> [Selected excerpt]:
┌──

Some of our favorite resource companies are now good buys after the recent sector pullback, suggests Adrian Day, a leading mining sector expert and editor of Global Analyst.
Altius Minerals (Toronto: ALS) released financials for the quarter after already announcing royalty revenue. Earnings were slightly lower than expected, with no major surprises.
Thermal coal and potash were the strongest units. Because of the lag effect in receipt of royalties, Altius expects higher potash revenues this quarter and next. The major news was that the company’s litigation for compensation over its coal assets was dismissed; the company is appealing the Alberta Court decision.
Generally, the company — always counter-cyclical — sees this as a period for organic growth rather than for acquisitions. It continues to invest actively in early stage prospects within its project generation division, recently increasing its ownership in Orogen as well as making a new investment in another of our favorite juniors.
The balance sheet is reasonably strong with $35 million in cash at the corporate level — and another $87 million held by Altius Renewable Royalties (ATRWF) — with shares in juniors valued at $67 million.

└──

> [Provided records]:
┌──

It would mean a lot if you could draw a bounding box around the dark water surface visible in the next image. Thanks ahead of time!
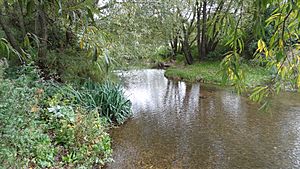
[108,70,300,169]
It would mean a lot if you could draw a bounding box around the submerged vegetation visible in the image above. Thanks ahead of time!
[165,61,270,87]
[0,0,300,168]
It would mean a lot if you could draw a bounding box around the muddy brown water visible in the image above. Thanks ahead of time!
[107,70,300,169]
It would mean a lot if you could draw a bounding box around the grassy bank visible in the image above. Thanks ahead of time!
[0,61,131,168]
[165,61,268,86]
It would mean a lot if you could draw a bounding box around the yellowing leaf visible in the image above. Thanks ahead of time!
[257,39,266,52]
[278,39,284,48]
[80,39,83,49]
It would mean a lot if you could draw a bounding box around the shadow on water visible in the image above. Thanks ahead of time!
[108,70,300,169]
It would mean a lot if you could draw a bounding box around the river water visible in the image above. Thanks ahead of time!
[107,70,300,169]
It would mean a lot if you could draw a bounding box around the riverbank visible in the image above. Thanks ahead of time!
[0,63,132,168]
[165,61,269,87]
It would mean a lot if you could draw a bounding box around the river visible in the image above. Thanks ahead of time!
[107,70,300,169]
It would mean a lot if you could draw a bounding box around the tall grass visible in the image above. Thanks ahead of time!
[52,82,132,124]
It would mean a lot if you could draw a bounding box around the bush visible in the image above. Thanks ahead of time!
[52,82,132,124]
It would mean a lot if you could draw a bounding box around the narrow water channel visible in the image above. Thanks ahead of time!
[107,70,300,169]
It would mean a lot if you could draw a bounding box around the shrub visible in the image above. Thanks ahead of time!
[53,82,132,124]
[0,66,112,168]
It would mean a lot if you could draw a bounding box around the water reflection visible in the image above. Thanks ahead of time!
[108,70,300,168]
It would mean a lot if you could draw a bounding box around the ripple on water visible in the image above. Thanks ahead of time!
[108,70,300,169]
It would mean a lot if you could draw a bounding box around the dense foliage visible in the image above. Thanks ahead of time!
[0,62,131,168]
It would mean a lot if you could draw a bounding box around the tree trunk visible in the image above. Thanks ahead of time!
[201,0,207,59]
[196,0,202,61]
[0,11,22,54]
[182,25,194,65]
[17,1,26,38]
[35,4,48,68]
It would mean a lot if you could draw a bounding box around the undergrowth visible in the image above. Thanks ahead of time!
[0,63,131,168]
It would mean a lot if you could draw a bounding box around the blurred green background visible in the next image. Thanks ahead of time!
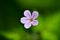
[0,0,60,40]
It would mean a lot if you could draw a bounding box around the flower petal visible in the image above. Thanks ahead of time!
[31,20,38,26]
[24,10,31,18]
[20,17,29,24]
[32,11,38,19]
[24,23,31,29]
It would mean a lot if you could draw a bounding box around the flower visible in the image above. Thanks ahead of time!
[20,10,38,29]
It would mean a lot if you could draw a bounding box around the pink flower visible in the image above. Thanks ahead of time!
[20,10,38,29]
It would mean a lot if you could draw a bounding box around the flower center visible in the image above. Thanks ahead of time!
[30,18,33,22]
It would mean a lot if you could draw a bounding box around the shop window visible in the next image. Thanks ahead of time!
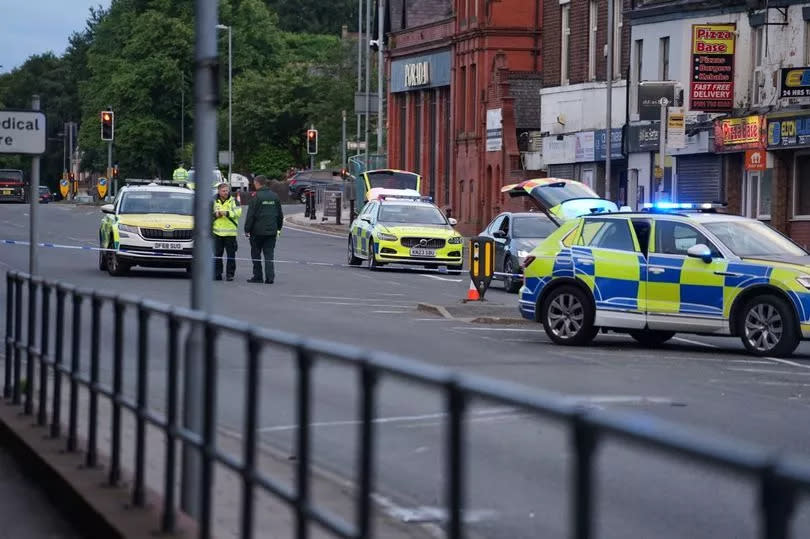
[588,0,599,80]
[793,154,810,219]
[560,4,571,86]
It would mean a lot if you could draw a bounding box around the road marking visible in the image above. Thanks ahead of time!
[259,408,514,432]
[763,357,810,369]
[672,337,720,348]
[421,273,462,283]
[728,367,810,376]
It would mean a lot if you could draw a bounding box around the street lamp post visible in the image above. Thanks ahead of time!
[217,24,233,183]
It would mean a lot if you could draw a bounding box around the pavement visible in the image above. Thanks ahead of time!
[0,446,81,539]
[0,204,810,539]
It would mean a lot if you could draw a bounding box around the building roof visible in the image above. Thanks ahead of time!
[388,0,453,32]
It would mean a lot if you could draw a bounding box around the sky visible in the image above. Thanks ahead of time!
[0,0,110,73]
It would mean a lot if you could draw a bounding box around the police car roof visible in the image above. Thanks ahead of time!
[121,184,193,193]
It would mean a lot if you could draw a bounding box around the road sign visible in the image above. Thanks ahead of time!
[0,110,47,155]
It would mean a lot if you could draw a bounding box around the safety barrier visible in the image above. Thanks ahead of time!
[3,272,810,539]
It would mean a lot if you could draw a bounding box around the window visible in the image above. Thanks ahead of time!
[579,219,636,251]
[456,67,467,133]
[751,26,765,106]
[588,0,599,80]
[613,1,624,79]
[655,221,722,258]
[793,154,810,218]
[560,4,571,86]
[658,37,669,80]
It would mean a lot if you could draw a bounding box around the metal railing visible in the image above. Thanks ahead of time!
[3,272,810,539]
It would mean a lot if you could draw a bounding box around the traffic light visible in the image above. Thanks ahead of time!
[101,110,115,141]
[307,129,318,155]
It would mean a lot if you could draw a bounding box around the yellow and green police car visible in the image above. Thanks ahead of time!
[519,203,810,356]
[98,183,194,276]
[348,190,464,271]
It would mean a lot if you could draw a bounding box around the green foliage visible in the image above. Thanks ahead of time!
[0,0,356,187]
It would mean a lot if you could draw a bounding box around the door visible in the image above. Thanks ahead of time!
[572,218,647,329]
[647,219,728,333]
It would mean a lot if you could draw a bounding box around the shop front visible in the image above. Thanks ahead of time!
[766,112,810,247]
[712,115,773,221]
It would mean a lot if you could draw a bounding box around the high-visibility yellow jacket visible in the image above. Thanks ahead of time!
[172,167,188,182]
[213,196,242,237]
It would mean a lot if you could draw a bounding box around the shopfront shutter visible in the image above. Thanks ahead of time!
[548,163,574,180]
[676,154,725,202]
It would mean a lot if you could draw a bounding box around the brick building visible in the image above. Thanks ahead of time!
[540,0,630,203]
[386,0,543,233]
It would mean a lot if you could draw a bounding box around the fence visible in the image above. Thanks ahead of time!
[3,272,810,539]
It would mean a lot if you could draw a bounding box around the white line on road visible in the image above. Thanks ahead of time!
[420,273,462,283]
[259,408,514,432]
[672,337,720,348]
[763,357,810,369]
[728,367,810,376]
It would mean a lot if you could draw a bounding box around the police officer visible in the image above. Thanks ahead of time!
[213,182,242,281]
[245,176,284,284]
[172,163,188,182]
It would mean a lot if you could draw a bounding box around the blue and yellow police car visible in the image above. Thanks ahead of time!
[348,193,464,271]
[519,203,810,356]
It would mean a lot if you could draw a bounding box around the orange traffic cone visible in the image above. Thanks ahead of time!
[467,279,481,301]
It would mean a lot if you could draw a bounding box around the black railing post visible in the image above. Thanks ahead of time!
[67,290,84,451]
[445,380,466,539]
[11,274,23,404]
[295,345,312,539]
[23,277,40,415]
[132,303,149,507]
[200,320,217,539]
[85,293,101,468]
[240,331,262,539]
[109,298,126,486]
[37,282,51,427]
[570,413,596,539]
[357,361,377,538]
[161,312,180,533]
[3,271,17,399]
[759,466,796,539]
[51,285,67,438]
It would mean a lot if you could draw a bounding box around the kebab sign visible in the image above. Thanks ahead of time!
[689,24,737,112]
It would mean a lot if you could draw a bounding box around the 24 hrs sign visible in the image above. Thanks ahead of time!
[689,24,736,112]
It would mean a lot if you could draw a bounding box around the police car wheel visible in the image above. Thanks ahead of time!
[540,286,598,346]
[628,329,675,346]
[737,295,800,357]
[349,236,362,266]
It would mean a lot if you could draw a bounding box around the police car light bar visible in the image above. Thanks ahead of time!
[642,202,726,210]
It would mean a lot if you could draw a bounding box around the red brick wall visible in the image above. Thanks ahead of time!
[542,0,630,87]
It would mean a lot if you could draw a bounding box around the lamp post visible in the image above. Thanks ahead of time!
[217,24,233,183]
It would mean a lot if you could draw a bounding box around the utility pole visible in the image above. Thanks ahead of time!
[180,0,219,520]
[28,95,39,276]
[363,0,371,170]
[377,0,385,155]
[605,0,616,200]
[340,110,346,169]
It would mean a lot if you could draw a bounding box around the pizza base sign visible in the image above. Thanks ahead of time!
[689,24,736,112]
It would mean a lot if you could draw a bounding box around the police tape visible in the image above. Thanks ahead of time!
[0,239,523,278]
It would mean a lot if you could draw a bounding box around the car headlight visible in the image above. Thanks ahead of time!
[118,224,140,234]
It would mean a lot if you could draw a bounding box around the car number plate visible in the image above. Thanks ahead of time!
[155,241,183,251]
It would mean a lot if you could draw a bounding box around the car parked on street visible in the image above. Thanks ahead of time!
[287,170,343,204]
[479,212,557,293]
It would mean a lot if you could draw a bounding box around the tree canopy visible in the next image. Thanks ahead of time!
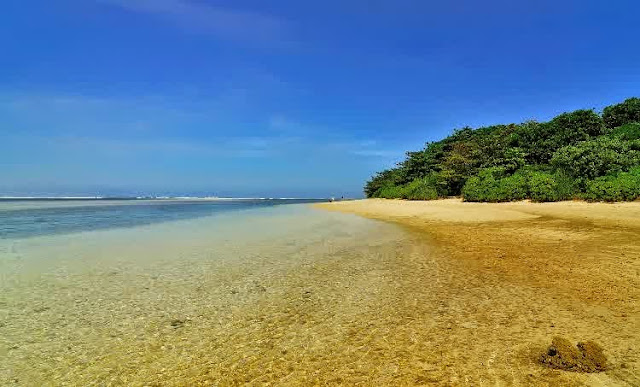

└──

> [What to work on]:
1/ In the Altius Minerals commentary, what happened to the company's litigation seeking compensation over its coal assets?
2/ Continue the Altius Minerals commentary from its final sentence.

> [Answers to the tasks]:
1/ It was dismissed, and the company is appealing the Alberta Court decision.

2/
Altius is our favorite company for broad exposure to resources other than gold, with top, forward-thinking management, a strong balance sheet, and both long-life producing royalty assets and a deep pipeline of early projects. The pullback in the stock price from almost $26 a month ago, gives us an opportunity to buy.
Fortuna Silver (FSM) released its first-quarter earnings, in line with expectations and with no negative surprises. Full-year guidance was also reiterated, notwithstanding inflationary pressures on costs.
In the first quarter, inflation was estimated to add less than 5% to total costs, with its largest single item, Argentina's Lindero, more than half of which is hedged. Significantly, the new mine Séguéla in Cote d'Ivoire is now 48% complete as of the end of March, on track for mid-2023 first gold pour.
The balance sheet is strong, with $110 million cash after drawing down another $40 million on its credit revolver; it drew down an additional $20 million since quarter end. This should be sufficient for the completion on the Séguéla mine build. Fortuna also initiated a share repurchase program at the beginning of the month which is says it “intends to use” this year.
The drama-free quarter saw a modest bounce in the stock, but Fortuna, with a strong balance sheet, conservative management, and a diversified asset base, remains very inexpensive, essentially at its lowest price before the last couple of weeks. It is a buy.
Pan American (PAAS) reported another quarter with lower earnings than estimated, this on the back of both gold and silver production lower than expected, largely due to covid-related workforce issues.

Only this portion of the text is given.